*Entries supplied*.
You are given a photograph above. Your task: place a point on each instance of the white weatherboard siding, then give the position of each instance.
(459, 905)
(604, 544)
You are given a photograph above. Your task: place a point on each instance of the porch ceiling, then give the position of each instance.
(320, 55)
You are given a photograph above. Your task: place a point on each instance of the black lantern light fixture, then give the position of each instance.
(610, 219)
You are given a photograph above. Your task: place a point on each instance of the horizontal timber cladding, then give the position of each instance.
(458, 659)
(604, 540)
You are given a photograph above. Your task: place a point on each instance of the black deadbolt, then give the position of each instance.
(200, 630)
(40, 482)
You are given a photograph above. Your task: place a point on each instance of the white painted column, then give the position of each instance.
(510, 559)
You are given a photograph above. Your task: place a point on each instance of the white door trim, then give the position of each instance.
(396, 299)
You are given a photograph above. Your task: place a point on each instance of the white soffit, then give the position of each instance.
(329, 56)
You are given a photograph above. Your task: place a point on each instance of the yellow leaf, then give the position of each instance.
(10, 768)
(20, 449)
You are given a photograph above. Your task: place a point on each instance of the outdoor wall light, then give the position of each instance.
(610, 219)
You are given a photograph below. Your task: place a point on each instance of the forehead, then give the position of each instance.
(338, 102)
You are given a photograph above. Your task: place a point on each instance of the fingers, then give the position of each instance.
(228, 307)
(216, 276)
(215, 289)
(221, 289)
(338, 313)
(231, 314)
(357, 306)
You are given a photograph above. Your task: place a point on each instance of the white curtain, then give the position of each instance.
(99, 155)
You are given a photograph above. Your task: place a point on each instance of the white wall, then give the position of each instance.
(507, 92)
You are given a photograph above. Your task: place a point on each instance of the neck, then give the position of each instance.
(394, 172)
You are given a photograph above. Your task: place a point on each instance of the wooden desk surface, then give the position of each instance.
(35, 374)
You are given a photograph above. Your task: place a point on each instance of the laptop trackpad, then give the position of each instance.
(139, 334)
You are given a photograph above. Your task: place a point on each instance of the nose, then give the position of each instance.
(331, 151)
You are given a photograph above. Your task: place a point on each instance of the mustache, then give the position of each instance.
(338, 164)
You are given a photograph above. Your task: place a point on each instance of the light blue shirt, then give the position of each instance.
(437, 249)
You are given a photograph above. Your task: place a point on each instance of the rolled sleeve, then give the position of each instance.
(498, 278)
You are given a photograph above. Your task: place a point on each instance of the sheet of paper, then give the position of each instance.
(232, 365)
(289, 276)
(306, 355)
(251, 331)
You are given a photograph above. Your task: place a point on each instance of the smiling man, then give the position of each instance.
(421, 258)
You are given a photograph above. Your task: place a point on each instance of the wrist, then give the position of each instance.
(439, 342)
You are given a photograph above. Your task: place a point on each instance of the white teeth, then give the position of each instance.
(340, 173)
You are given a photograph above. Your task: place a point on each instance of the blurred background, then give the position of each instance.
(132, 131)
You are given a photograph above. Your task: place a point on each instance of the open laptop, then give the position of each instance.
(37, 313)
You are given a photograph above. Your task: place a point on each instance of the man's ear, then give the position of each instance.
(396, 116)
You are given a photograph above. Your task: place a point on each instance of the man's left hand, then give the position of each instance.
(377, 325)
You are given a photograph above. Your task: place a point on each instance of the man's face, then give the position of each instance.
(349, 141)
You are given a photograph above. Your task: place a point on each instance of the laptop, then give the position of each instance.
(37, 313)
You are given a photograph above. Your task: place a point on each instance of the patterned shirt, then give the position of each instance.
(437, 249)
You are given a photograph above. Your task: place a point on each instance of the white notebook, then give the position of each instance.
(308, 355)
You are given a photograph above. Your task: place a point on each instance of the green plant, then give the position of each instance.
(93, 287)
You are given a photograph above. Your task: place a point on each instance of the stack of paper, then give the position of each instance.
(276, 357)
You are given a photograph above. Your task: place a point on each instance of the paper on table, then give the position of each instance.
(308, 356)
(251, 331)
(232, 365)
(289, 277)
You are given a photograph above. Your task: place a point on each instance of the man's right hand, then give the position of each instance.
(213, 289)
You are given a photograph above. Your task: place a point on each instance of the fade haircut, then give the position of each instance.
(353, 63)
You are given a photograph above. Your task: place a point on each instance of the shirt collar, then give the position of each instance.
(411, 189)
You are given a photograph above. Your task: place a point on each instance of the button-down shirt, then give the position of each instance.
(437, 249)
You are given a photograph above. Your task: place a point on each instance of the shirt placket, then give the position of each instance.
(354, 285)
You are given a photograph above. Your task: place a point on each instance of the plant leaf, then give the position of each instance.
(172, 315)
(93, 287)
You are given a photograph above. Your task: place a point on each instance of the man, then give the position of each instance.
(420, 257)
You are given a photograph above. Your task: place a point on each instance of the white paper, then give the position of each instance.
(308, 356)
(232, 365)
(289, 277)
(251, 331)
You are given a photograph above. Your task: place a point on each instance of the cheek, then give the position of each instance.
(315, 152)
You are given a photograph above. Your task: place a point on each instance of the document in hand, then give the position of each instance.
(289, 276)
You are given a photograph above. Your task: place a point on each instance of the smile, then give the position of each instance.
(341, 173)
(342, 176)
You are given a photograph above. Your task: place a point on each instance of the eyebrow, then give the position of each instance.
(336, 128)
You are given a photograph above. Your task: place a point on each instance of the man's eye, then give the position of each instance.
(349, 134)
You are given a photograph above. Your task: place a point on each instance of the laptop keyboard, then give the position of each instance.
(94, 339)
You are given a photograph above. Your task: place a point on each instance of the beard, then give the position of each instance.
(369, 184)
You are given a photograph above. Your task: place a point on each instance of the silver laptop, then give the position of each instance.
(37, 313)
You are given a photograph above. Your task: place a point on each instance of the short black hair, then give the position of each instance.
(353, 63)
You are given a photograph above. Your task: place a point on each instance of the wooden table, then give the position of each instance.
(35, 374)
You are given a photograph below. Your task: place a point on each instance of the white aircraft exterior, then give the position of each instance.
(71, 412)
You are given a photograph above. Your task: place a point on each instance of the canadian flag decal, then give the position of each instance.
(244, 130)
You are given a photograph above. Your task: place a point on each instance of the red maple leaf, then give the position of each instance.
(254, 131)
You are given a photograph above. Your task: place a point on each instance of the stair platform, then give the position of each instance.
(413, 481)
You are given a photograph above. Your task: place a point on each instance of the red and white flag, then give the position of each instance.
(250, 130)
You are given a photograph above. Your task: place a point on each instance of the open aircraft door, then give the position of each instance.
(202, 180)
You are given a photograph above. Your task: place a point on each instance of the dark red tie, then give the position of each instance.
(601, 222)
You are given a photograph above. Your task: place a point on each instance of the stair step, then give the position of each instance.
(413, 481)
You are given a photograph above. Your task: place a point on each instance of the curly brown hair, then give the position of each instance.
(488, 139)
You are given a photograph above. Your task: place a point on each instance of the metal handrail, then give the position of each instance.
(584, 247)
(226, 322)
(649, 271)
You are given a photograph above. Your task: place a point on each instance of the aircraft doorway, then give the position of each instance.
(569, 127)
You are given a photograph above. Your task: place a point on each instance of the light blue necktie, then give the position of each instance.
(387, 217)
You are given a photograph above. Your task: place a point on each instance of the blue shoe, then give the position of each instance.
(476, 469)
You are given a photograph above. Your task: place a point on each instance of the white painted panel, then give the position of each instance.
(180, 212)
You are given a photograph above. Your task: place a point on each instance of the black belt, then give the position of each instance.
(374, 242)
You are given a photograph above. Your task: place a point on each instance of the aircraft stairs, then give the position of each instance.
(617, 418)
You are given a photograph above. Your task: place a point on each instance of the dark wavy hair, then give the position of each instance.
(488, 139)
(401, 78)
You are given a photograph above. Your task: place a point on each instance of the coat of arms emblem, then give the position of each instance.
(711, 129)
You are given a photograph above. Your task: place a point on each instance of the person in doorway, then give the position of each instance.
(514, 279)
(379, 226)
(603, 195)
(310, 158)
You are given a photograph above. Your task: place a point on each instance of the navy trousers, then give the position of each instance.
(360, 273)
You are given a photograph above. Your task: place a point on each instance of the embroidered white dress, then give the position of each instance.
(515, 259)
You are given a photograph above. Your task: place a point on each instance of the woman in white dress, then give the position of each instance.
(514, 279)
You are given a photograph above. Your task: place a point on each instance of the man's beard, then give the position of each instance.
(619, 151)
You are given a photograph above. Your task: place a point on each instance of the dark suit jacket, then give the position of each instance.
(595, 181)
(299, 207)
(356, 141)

*Activity*.
Using the entries above, copy exactly the lines from the one containing "man's beard, then" through the last, both included.

*Answer space*.
You are given a photograph above. Your task: place a point on each instance of the man's beard, then give the position of each instance.
(619, 151)
You are given a photograph above. Your task: place a point on each instance of the dark suit jacket, then give the position of each instance.
(595, 181)
(299, 207)
(356, 141)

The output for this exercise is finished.